*** Data shown ***

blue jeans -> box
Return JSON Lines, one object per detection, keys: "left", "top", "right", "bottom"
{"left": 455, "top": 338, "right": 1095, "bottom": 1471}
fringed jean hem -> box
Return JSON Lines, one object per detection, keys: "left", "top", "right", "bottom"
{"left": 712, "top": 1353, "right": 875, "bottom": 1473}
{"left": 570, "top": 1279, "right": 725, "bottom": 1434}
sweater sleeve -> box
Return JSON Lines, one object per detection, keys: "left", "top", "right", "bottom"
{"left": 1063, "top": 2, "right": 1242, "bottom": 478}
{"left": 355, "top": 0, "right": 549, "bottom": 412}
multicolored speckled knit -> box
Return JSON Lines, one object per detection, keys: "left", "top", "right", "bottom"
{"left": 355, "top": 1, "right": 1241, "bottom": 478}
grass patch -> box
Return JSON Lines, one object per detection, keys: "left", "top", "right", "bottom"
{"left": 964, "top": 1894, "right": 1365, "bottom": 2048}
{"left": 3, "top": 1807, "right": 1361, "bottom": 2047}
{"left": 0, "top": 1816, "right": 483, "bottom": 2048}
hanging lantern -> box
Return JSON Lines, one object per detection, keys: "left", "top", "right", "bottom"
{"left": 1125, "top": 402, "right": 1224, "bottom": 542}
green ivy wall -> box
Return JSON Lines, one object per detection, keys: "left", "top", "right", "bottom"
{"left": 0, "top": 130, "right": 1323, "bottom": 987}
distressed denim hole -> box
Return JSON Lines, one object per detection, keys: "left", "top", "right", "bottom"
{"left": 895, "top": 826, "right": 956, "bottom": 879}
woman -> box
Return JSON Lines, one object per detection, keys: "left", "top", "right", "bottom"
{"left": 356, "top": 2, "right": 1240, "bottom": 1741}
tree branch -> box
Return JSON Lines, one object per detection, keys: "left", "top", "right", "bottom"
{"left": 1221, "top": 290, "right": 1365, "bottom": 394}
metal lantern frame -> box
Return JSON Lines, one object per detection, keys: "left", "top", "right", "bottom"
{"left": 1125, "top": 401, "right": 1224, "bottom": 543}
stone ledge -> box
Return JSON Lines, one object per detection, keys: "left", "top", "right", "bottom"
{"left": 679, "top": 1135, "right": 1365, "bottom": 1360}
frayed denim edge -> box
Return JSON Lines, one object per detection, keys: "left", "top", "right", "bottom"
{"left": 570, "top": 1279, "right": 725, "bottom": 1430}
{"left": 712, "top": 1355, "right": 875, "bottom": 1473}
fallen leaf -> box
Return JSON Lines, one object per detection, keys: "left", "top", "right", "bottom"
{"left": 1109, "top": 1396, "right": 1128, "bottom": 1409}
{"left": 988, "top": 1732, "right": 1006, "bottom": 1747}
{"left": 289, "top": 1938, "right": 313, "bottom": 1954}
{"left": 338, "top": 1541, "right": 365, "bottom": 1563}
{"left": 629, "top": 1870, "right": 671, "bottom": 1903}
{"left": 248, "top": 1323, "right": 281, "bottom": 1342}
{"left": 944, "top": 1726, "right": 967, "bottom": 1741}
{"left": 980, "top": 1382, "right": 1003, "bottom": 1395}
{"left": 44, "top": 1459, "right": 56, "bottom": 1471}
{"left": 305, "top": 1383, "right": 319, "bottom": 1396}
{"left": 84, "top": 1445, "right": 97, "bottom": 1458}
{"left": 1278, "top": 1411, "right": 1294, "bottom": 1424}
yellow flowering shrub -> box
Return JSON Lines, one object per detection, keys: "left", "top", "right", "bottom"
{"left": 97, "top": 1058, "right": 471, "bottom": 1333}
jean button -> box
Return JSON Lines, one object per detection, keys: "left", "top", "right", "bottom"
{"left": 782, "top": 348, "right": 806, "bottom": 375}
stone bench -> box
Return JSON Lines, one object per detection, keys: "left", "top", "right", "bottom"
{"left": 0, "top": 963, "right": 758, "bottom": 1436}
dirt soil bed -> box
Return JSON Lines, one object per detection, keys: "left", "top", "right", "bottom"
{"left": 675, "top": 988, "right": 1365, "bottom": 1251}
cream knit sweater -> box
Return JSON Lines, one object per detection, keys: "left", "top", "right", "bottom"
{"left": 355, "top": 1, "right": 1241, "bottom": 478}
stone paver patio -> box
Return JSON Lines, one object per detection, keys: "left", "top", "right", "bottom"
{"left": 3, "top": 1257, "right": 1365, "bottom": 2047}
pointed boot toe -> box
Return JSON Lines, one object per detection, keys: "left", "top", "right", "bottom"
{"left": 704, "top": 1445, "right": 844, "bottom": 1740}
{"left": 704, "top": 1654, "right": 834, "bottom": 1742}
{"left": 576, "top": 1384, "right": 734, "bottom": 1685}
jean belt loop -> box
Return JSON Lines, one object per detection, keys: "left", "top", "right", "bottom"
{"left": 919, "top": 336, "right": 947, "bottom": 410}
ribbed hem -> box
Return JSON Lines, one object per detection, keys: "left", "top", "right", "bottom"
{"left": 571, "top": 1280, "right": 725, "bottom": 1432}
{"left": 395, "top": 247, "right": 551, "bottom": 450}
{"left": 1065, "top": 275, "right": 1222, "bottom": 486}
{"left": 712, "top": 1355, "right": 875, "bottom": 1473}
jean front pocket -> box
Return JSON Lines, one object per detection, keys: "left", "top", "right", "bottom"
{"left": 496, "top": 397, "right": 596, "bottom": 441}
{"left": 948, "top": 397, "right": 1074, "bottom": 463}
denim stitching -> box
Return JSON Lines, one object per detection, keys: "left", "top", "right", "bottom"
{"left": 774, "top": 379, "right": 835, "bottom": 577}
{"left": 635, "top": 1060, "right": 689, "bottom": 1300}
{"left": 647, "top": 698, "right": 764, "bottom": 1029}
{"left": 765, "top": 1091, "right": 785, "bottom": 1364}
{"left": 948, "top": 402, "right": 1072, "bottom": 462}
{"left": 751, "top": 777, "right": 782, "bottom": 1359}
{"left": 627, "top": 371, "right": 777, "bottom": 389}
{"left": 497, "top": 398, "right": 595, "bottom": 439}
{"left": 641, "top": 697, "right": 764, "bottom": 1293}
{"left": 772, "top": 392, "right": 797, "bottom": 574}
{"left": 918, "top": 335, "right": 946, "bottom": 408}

***

● Exercise objective: Transcribe the material above word for word.

● Result for this exercise:
blue jeans -> box
Return JSON Lines, one object per detection, keys: "left", "top", "right", "bottom"
{"left": 455, "top": 338, "right": 1095, "bottom": 1471}
fringed jean hem -> box
Return JSON Lines, one object per detection, keys: "left", "top", "right", "bottom"
{"left": 712, "top": 1353, "right": 875, "bottom": 1473}
{"left": 570, "top": 1279, "right": 725, "bottom": 1434}
sweater sleeve -> box
Return JSON Lines, one object per detection, keys: "left", "top", "right", "bottom"
{"left": 1063, "top": 2, "right": 1242, "bottom": 478}
{"left": 355, "top": 0, "right": 549, "bottom": 412}
multicolored speckled knit -> box
Return JSON Lines, one object per detection, keys: "left", "top", "right", "bottom"
{"left": 355, "top": 1, "right": 1241, "bottom": 478}
grass patch -> box
Return JSON Lines, one object per detection, keys: "left", "top", "right", "bottom"
{"left": 964, "top": 1894, "right": 1365, "bottom": 2048}
{"left": 3, "top": 1807, "right": 1361, "bottom": 2047}
{"left": 0, "top": 1816, "right": 483, "bottom": 2048}
hanging lantern -> box
Return JSON Lines, one object per detection, keys: "left", "top", "right", "bottom"
{"left": 1125, "top": 402, "right": 1224, "bottom": 542}
green ivy wall -> box
Return JSON Lines, one object per detection, keys: "left", "top", "right", "bottom"
{"left": 0, "top": 130, "right": 1323, "bottom": 987}
distressed denim hole -> box
Return JSON Lines, one object per detection, keys: "left", "top", "right", "bottom"
{"left": 895, "top": 826, "right": 956, "bottom": 879}
woman -> box
Return JSON Lines, one object per detection, keys: "left", "top", "right", "bottom"
{"left": 356, "top": 2, "right": 1240, "bottom": 1741}
tree branch -> box
Return JSON Lines, one object per detection, keys: "left", "top", "right", "bottom"
{"left": 1221, "top": 290, "right": 1365, "bottom": 394}
metal lantern frame -> box
Return JSON Lines, one object per detection, keys: "left", "top", "right", "bottom"
{"left": 1125, "top": 401, "right": 1224, "bottom": 543}
stone ledge -> box
Return JSON Lines, one object per detection, keys: "left", "top", "right", "bottom"
{"left": 679, "top": 1135, "right": 1365, "bottom": 1360}
frayed denim edge -> box
Return JSON Lines, one object per detection, keys: "left", "top", "right", "bottom"
{"left": 570, "top": 1279, "right": 725, "bottom": 1430}
{"left": 712, "top": 1355, "right": 875, "bottom": 1473}
fallen leaf -> box
Return JSON Lines, one object per detection, keys: "left", "top", "right", "bottom"
{"left": 1109, "top": 1396, "right": 1128, "bottom": 1409}
{"left": 988, "top": 1732, "right": 1006, "bottom": 1747}
{"left": 289, "top": 1938, "right": 313, "bottom": 1954}
{"left": 338, "top": 1541, "right": 365, "bottom": 1563}
{"left": 629, "top": 1870, "right": 671, "bottom": 1903}
{"left": 248, "top": 1323, "right": 281, "bottom": 1342}
{"left": 944, "top": 1726, "right": 967, "bottom": 1741}
{"left": 980, "top": 1382, "right": 1003, "bottom": 1395}
{"left": 44, "top": 1459, "right": 56, "bottom": 1471}
{"left": 305, "top": 1383, "right": 319, "bottom": 1396}
{"left": 84, "top": 1445, "right": 97, "bottom": 1458}
{"left": 1278, "top": 1411, "right": 1294, "bottom": 1424}
yellow flowering shrub -> box
Return JSON Lines, one object per detection, keys: "left", "top", "right", "bottom"
{"left": 97, "top": 1058, "right": 471, "bottom": 1333}
jean button -> box
Return JSON Lines, one object per detection, keys: "left", "top", "right", "bottom"
{"left": 782, "top": 348, "right": 806, "bottom": 375}
stone bench -> box
Return JSON Lines, one object per detection, keys: "left", "top", "right", "bottom"
{"left": 0, "top": 963, "right": 758, "bottom": 1436}
dirt soil bed -> box
Return JSON Lines, one object per detection, keys: "left", "top", "right", "bottom"
{"left": 675, "top": 988, "right": 1365, "bottom": 1251}
cream knit sweater -> box
Return JSON Lines, one object per detection, keys: "left", "top", "right", "bottom"
{"left": 355, "top": 1, "right": 1241, "bottom": 478}
stone paver patio -> box
Return JSON Lines, one object per detection, keys: "left", "top", "right", "bottom"
{"left": 3, "top": 1257, "right": 1365, "bottom": 2047}
pointed boot toe -> box
Return JSON Lines, one object per detection, keys: "left", "top", "right", "bottom"
{"left": 704, "top": 1445, "right": 844, "bottom": 1740}
{"left": 704, "top": 1654, "right": 834, "bottom": 1742}
{"left": 576, "top": 1384, "right": 734, "bottom": 1685}
jean belt loop -> box
Return JSON Lines, one object per detection, keys: "left", "top", "right", "bottom"
{"left": 919, "top": 336, "right": 947, "bottom": 410}
ribbed hem -> box
Return JSON Lines, one object per detection, keys: "left", "top", "right", "bottom"
{"left": 571, "top": 1280, "right": 725, "bottom": 1432}
{"left": 395, "top": 247, "right": 551, "bottom": 450}
{"left": 1065, "top": 275, "right": 1222, "bottom": 486}
{"left": 712, "top": 1355, "right": 875, "bottom": 1473}
jean front pocket -> box
Return JSON Lines, one object per detection, keys: "left", "top", "right", "bottom"
{"left": 496, "top": 397, "right": 596, "bottom": 441}
{"left": 948, "top": 397, "right": 1074, "bottom": 463}
denim stitching -> box
Return JSON Lines, one object per detection, keys: "left", "top", "right", "bottom"
{"left": 774, "top": 379, "right": 835, "bottom": 577}
{"left": 635, "top": 1060, "right": 689, "bottom": 1300}
{"left": 647, "top": 698, "right": 764, "bottom": 1029}
{"left": 765, "top": 1091, "right": 785, "bottom": 1364}
{"left": 948, "top": 402, "right": 1072, "bottom": 462}
{"left": 751, "top": 777, "right": 782, "bottom": 1359}
{"left": 627, "top": 371, "right": 777, "bottom": 389}
{"left": 497, "top": 398, "right": 595, "bottom": 439}
{"left": 641, "top": 697, "right": 764, "bottom": 1293}
{"left": 772, "top": 392, "right": 797, "bottom": 574}
{"left": 918, "top": 335, "right": 946, "bottom": 408}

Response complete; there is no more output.